Письменное задание: Перепишите дословно и полностью приведенное ниже рассуждение о прекрасном.

Теперь мы дошли до крайней точки нашего обхода и можем, возвратясь назад, сказать что-нибудь путное о выражении Пушкина: слова поэта суть уже его дела. Для этого надобно, однако, еще предварительно объяснить: что такое дела поэта, что такое поэт или художник, что есть художество и где его источник?

Я позволяю себе здесь повторить то, что было мною сказано в другом месте: «Руссо говорит: II n’ya de beau que се qui n’est pas—прекрасно только то, чего нет. Это не значит: только то, что не существует; прекрасное существует, но его нет, ибо оно, так сказать, нам является единственно для того, чтобы исчезнуть, чтобы нам сказаться, оживить, обновить душу, но его ни удержать, ни разглядеть, ни постигнуть мы не можем; оно не имеет ни имени, ни образа; оно посещает нас в лучшие минуты жизни — величественное зрелище природы, еще более величественное зрелище души человеческой, очарование счастья, вдохновение несчастья и проч. производят в нас сии живые ощущения прекрасного, и весьма понятно, почему почти всегда соединяется с ним грусть, но грусть, не приводящая в уныние, а животворная, сладкая, какое-то смутное стремление; это происходит от его скоротечности, от его невыразимости, от его необъятности. Прекрасно только то, чего нет,—в эти минуты тревожно-живого чувства стремишься не к тому, чем оно произведено и что перед тобою, но к чему-то лучшему, тайному, далекому, что с ним соединяется и чего в нем нет, но что где-то и для одной души твоей существует. И это стремление есть одно из невыразимых доказательств бессмертия: иначе отчего бы в минуту наслаждения не иметь полноты и ясности наслаждения? Нет! Эта грусть убедительно говорит нам, что прекрасное здесь нс дома, что оно только мимопролетающий благовеститель лучшего; оно есть восхитительная тоска по отчизне, темная память об утраченном, искомом и со временем достижимом Эдеме; оно действует на нашу душу не одним присутственным настоящим, но и неясным, в одно мгновение слиянным воспоминанием всего прекрасного в прошедшем и тайным ожиданием лучшего в будущем.

Раздел данных:

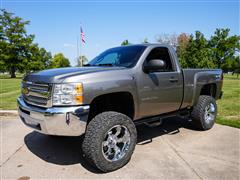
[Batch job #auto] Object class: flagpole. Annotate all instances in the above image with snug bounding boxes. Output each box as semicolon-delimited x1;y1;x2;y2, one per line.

Ответ ниже:
Теперь мы дошли до крайней точки нашего обхода и можем, возвратясь назад, сказать что-нибудь путное о выражении Пушкина: слова поэта суть уже его дела. Для этого надобно, однако, еще предварительно объяснить: что такое дела поэта, что такое поэт или художник, что есть художество и где его источник?

Я позволяю себе здесь повторить то, что было мною сказано в другом месте: «Руссо говорит: II n’ya de beau que се qui n’est pas—прекрасно только то, чего нет. Это не значит: только то, что не существует; прекрасное существует, но его нет, ибо оно, так сказать, нам является единственно для того, чтобы исчезнуть, чтобы нам сказаться, оживить, обновить душу, но его ни удержать, ни разглядеть, ни постигнуть мы не можем; оно не имеет ни имени, ни образа; оно посещает нас в лучшие минуты жизни — величественное зрелище природы, еще более величественное зрелище души человеческой, очарование счастья, вдохновение несчастья и проч. производят в нас сии живые ощущения прекрасного, и весьма понятно, почему почти всегда соединяется с ним грусть, но грусть, не приводящая в уныние, а животворная, сладкая, какое-то смутное стремление; это происходит от его скоротечности, от его невыразимости, от его необъятности. Прекрасно только то, чего нет,—в эти минуты тревожно-живого чувства стремишься не к тому, чем оно произведено и что перед тобою, но к чему-то лучшему, тайному, далекому, что с ним соединяется и чего в нем нет, но что где-то и для одной души твоей существует. И это стремление есть одно из невыразимых доказательств бессмертия: иначе отчего бы в минуту наслаждения не иметь полноты и ясности наслаждения? Нет! Эта грусть убедительно говорит нам, что прекрасное здесь нс дома, что оно только мимопролетающий благовеститель лучшего; оно есть восхитительная тоска по отчизне, темная память об утраченном, искомом и со временем достижимом Эдеме; оно действует на нашу душу не одним присутственным настоящим, но и неясным, в одно мгновение слиянным воспоминанием всего прекрасного в прошедшем и тайным ожиданием лучшего в будущем.